§ **DOCUMENT TEXT**:
☆ ☆ ☆
It’s 2016, and the digital tsunami rages on, drenching us all in a virtual deluge of online content and forcing companies of all sizes and industry segments to contribute to the endless content flow or be mercilessly drowned out by the competition. In the midst of such a content cataract, the question on everyone’s mind is numbingly simple but profoundly important: how do I improve my online content marketing?
It’s also a question for which I have not one, not two, but no fewer than eight (hopefully) useful answers for you to chew on. Isn’t it your lucky day.
Ok, enough chatter. Let’s dig in.
Clarify Your Target Audience with Buyer Personas
To survive and thrive in the digital age, we all know that brands need to develop personalized online content that connects with their customer base. Buyer personas help you do just that.
A buyer persona is a semi-fictional representation of your ideal customer based on market research and real data about your existing customers. Detailed buyer personas help guide content development, allowing you to provide the right messaging and resources to your target audience and enabling you to attract the most valuable visitors, leads, and customers to your business.
The end goal with buyer personas is to understand your target audience well enough to develop highly personalized, relevant content that speaks directly to them and addresses their specific wants and needs. In this way, online content marketing acts as a cornerstone, or catalyst, for your broader digital marketing efforts by providing a tangible starting point to maximize the value exchange between you and your customers.
Get Organized with an Editorial Calendar
It’s no mystery that producing quality, relevant content is essential to marketing success in the digital age. Today’s increasingly sophisticated consumers will not wait for your brand to produce content when you’re in the mood to produce content; if your brand doesn’t provide the information they need and want, they’ll seek out the information elsewhere.
Unfortunately, as anyone familiar with its demands can attest, consistent content production can be a difficult proposition. As new business floods in, content marketing is often the first to fall by the wayside; this is especially true for the majority of smaller companies that do not have the benefit of a dedicated content marketing team.
☆ ☆ ☆
§ **RECORD EXTRACTS**:
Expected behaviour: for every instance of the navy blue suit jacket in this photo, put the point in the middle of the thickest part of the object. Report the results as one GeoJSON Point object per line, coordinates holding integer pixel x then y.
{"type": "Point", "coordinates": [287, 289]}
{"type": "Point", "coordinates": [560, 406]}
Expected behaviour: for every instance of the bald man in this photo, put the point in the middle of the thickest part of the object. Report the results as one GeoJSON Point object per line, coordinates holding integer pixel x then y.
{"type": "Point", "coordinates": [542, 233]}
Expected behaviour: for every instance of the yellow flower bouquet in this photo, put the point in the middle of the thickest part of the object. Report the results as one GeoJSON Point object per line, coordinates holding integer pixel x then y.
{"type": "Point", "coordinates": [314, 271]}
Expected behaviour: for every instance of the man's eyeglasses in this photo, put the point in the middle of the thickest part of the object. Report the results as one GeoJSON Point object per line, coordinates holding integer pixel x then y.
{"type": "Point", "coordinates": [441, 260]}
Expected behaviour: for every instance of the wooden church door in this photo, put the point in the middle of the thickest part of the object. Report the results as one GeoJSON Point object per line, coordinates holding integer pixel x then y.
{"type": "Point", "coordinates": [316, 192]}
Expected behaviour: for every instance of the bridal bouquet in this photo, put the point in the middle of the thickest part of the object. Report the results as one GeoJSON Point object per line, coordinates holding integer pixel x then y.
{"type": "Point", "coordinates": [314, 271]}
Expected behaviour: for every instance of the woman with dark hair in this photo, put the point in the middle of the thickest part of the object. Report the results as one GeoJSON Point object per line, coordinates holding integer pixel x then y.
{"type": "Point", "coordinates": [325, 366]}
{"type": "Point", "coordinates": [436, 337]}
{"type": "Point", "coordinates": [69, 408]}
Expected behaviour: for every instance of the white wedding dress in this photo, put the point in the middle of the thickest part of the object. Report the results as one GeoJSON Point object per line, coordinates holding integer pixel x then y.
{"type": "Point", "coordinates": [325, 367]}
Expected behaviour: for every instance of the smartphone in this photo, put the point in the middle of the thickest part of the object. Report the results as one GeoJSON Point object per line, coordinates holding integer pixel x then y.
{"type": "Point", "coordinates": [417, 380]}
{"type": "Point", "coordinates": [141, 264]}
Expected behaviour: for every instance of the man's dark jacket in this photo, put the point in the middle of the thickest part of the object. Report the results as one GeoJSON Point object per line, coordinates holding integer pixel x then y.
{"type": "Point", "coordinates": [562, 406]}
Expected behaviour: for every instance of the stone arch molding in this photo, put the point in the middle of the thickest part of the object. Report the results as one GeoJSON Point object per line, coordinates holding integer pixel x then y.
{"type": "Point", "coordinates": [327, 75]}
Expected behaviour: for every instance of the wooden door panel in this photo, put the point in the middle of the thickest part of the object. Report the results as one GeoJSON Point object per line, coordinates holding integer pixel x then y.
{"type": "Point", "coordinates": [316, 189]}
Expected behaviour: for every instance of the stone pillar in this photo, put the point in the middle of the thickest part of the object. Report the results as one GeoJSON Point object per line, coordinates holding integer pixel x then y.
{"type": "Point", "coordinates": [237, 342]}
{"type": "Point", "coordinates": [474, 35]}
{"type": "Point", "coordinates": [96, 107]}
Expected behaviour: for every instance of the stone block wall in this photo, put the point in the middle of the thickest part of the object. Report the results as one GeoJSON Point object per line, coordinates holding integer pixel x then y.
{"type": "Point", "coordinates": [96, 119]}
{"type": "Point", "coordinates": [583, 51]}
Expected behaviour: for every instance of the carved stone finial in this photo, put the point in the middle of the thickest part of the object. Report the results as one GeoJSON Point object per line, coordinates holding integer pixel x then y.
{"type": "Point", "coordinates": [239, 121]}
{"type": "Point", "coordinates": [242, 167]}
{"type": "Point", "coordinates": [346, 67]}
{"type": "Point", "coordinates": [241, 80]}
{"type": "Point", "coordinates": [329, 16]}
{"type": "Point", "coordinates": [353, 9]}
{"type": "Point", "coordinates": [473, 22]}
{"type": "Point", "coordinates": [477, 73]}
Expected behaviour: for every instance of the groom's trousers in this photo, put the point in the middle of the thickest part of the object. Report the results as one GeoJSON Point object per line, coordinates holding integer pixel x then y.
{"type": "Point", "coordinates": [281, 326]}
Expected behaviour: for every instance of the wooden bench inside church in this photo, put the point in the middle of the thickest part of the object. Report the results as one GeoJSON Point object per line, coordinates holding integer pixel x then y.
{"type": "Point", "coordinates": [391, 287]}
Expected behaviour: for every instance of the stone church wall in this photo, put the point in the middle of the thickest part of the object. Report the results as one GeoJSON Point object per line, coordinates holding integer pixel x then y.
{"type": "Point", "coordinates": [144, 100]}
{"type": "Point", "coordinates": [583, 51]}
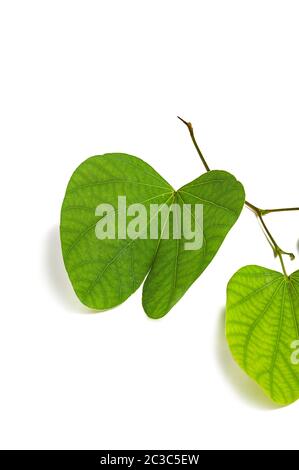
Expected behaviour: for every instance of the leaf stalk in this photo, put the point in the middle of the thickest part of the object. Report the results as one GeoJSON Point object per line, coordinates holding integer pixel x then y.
{"type": "Point", "coordinates": [278, 252]}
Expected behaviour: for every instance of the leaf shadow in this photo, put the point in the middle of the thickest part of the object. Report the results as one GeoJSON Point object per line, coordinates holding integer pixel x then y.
{"type": "Point", "coordinates": [57, 276]}
{"type": "Point", "coordinates": [243, 385]}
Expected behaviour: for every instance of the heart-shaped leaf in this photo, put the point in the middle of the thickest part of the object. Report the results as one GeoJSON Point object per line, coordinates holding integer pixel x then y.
{"type": "Point", "coordinates": [175, 268]}
{"type": "Point", "coordinates": [106, 272]}
{"type": "Point", "coordinates": [262, 329]}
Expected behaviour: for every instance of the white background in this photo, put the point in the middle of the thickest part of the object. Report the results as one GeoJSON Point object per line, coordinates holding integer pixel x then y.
{"type": "Point", "coordinates": [80, 78]}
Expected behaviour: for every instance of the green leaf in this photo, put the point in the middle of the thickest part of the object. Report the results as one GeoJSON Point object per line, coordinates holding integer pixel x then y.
{"type": "Point", "coordinates": [106, 272]}
{"type": "Point", "coordinates": [175, 268]}
{"type": "Point", "coordinates": [262, 329]}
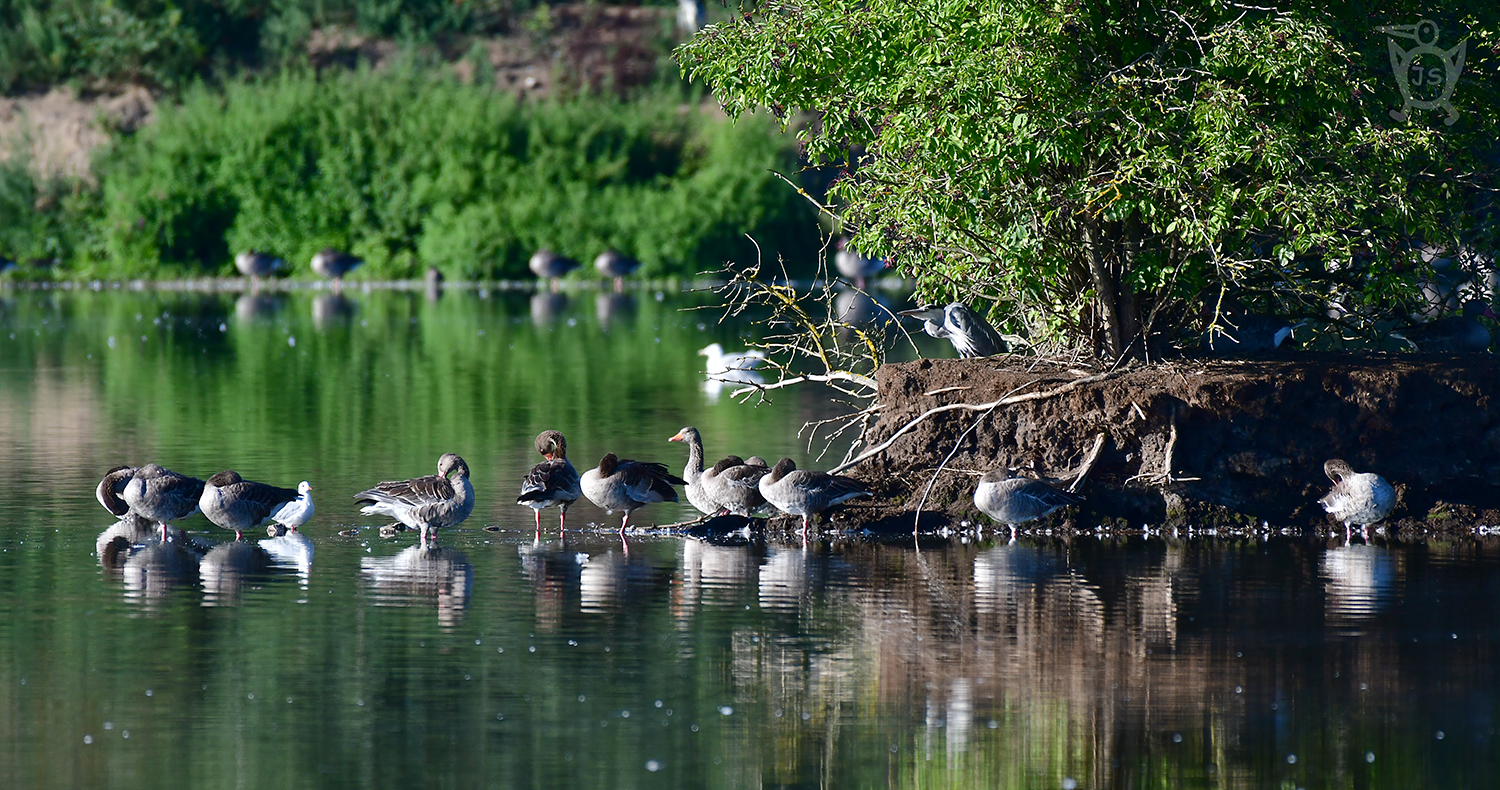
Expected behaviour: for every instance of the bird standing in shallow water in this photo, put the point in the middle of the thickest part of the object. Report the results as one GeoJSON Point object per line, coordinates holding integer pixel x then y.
{"type": "Point", "coordinates": [552, 481]}
{"type": "Point", "coordinates": [239, 504]}
{"type": "Point", "coordinates": [969, 335]}
{"type": "Point", "coordinates": [629, 484]}
{"type": "Point", "coordinates": [425, 502]}
{"type": "Point", "coordinates": [806, 493]}
{"type": "Point", "coordinates": [1014, 499]}
{"type": "Point", "coordinates": [1358, 498]}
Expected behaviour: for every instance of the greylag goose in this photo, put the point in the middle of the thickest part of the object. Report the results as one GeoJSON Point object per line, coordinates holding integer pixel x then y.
{"type": "Point", "coordinates": [1358, 498]}
{"type": "Point", "coordinates": [1248, 333]}
{"type": "Point", "coordinates": [332, 264]}
{"type": "Point", "coordinates": [854, 266]}
{"type": "Point", "coordinates": [1452, 335]}
{"type": "Point", "coordinates": [255, 264]}
{"type": "Point", "coordinates": [150, 492]}
{"type": "Point", "coordinates": [1014, 499]}
{"type": "Point", "coordinates": [233, 502]}
{"type": "Point", "coordinates": [615, 266]}
{"type": "Point", "coordinates": [551, 266]}
{"type": "Point", "coordinates": [425, 502]}
{"type": "Point", "coordinates": [969, 335]}
{"type": "Point", "coordinates": [806, 493]}
{"type": "Point", "coordinates": [552, 481]}
{"type": "Point", "coordinates": [627, 484]}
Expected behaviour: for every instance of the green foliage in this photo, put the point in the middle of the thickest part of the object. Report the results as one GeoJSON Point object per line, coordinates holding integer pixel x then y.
{"type": "Point", "coordinates": [1103, 171]}
{"type": "Point", "coordinates": [407, 170]}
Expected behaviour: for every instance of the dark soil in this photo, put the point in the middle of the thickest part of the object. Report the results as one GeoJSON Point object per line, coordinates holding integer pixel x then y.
{"type": "Point", "coordinates": [1251, 438]}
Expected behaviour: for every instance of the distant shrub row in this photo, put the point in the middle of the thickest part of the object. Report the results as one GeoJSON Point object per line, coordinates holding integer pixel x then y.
{"type": "Point", "coordinates": [410, 171]}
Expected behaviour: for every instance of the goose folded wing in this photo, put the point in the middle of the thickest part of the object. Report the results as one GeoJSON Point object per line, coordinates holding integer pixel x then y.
{"type": "Point", "coordinates": [408, 492]}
☆ ☆ ☆
§ **DIRECTIVES**:
1) In the content marketing article, rewrite the passage from "A buyer persona" up to and including "to your business.", replacing "ideal customer" with "typical customer".
2) According to the content marketing article, what is a buyer persona based on?
3) According to the content marketing article, which three groups do detailed buyer personas help you attract to your business?

§ **OUTPUTS FOR THE TASKS**:
1)
A buyer persona is a semi-fictional representation of your typical customer based on market research and real data about your existing customers. Detailed buyer personas help guide content development, allowing you to provide the right messaging and resources to your target audience and enabling you to attract the most valuable visitors, leads, and customers to your business.

2) Market research and real data about your existing customers.

3) Visitors, leads, and customers.